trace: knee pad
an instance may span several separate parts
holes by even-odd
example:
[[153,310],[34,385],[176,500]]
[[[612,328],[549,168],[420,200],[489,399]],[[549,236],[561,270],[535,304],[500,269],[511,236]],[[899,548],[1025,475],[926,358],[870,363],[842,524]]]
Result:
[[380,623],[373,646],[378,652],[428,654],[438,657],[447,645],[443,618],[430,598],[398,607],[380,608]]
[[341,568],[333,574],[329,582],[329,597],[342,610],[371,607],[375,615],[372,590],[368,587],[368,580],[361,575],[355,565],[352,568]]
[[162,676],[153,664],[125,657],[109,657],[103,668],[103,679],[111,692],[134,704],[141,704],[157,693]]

------------------------------

What the task requires: So that the data stays intact, repeat all of it exactly.

Task result:
trace: knee pad
an instance may span several separate parts
holes by even-odd
example:
[[153,310],[34,385],[176,500]]
[[[612,328],[549,168],[420,200],[489,399]],[[549,236],[561,270],[535,304],[500,269],[511,236]],[[899,548],[1025,475],[926,358],[870,363],[842,524]]]
Result:
[[380,623],[373,646],[378,652],[428,654],[438,657],[447,645],[443,618],[430,598],[398,607],[380,608]]
[[341,568],[333,574],[329,582],[329,597],[342,610],[371,607],[375,615],[372,590],[368,587],[368,580],[361,575],[355,565],[352,568]]
[[162,676],[153,664],[125,657],[109,657],[103,668],[103,679],[111,692],[134,704],[141,704],[157,693]]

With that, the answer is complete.